• **Excerpt**
.....

Outside the Big SAN Box: Identifying Storage and SAN Latency in SQL Server (Dear SQL DBA)

Note: This is a “listen-able” 36 minute video. You can also listen to this as a podcast – learn how at littlekendra.com/dearsqldba.

Here’s today’s question: Dear SQL DBA,

What do you say to a SAN admin when you think that the billion dollar SAN *may* be the bottleneck and you just want to look into it. What are the technical things I need to say to make them believe there might be something to my questions?

Sincerely,

Outside the Big SAN Box

This question is near and dear to my heart

I’ve been called in a lot as a consultant with the question, “Is the storage slowing us down? If so, what do we do?” This is really mystifying to a lot of people just because they don’t know where to look, and SQL Server gives out so many metrics.

The good news is that this doesn’t require a whole lot of rocket science. You just need to know where to look.

Your Mission: Show evidence of when disk latency impacts performance, and how much it hurts

Do your homework collecting data from the SQL Server and (sometimes, maybe) Windows.

If it’s not “emergency slow”, look for potential workarounds, such as adding memory to reduce the amount of reads — that’s always cheaper than speeding up storage. Take care of due diligence looking at index fixes, too.

When those won’t do it, perform an analysis of exactly where faster storage would help you the most, document what it will help, and ask for help speeding up the workload.

Make all of your notes and data available to the SAN admin, but write up a short TLDR summary.

Political tips

I like that you’re concerns about this already! You know this is a sensitive topic, and that things can go wrong when you bring this up.

Talk about “disk latency” that you’re seeing.

Some people say things like, “The SAN is slow.” That’s like the SAN admin saying, “The SQL Server is dumb.”  Things tend to go badly after you call someone’s baby ugly (whether or not the baby is actually ugly).

In reality, the problem could be part of the N of SAN– the network. Saying “the SAN is slow” is a really general thing, and that’s part of why it’s not really helpful. I’ve had slow storage incidents that were solved by replacing a single cable.

“Emergency Slow” – Look in the SQL Server Error Log for “15 second” warnings

Filter the SQL Server log looking for messages with “longer than 15 seconds” in them.

The full message is like this:

SQL Server has encountered [#] occurrence(s) of I/O requests taking longer than 15 seconds to complete on file [blah blah blah] in database [blah].

This message means SQL Server sent off an I/O request and waited 15 seconds (1…. 2…. 3…. ) before getting anything back.

The # of occurrences is important. Was the SQL Server even doing a lot?

This message will only occur once every 5 minutes, so if you see the messages repeat, the latency may have been continuous.

If you see these messages, this is severe latency. Stop and send the times to the storage admins right away. Note that the SQL Server had severe storage latency at these times, and ask if any scheduled maintenance was occurring.

If there was no maintenance, ask for help starting a ticket up to investigate what’s causing this. This is a severe latency problem. For the storage with the problem, start by asking:

  • How many servers / computers share that storage
  • How active was it at that time on the SAN side

Gather read/write latency metrics from SQL Server’s “virtual file stats” dynamic management view

Sys.dm_io_virtual_file_stats is your friend here!

.....

• **Supplied material**
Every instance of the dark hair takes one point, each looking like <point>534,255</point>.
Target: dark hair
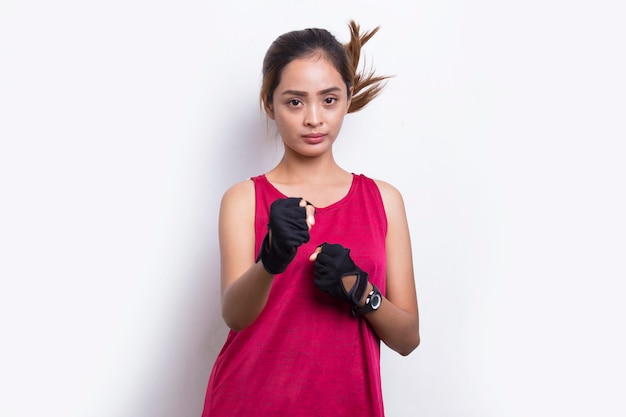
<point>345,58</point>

.....

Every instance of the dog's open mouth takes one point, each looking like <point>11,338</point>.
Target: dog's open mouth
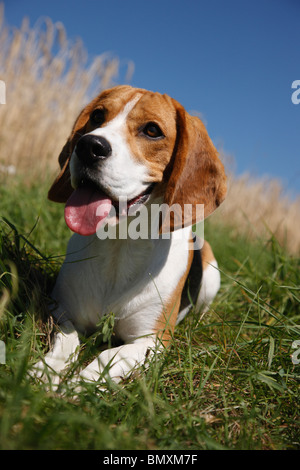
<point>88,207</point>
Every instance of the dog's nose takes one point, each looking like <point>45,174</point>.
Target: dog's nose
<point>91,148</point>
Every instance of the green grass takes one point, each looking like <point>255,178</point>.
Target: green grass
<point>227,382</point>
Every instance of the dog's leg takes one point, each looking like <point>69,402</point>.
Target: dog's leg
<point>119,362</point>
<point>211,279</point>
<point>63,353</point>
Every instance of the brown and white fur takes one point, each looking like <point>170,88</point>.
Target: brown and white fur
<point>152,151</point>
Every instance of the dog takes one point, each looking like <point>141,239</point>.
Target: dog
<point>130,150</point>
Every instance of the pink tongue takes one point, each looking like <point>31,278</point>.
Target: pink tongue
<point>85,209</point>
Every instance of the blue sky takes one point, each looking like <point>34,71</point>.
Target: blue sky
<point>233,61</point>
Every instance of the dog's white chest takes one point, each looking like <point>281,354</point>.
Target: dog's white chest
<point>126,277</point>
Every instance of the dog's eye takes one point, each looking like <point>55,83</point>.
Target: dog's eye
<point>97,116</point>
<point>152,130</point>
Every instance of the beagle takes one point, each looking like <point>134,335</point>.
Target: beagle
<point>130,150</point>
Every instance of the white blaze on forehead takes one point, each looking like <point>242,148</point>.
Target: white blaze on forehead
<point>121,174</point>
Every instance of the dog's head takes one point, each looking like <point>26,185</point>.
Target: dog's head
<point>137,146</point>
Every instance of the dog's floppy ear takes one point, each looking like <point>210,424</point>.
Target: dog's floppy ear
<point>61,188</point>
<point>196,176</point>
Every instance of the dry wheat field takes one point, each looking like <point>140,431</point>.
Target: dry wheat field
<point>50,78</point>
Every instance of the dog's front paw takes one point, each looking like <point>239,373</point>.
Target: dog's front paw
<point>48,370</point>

.....

• **Directives**
1/ Retype the passage of the SQL Server storage latency article above from "What do you" to "to my questions?" without any changes.
2/ In the listing above, repeat the lines from the line with "Every instance of the dog's floppy" to the line with "<point>48,370</point>", including both of those lines, with every character unchanged.

• **Written answers**
1/
What do you say to a SAN admin when you think that the billion dollar SAN *may* be the bottleneck and you just want to look into it. What are the technical things I need to say to make them believe there might be something to my questions?

2/
Every instance of the dog's floppy ear takes one point, each looking like <point>210,424</point>.
Target: dog's floppy ear
<point>61,188</point>
<point>196,176</point>
Every instance of the dry wheat field takes one point, each looking like <point>140,431</point>.
Target: dry wheat field
<point>50,78</point>
Every instance of the dog's front paw takes one point, each looking like <point>239,373</point>.
Target: dog's front paw
<point>48,370</point>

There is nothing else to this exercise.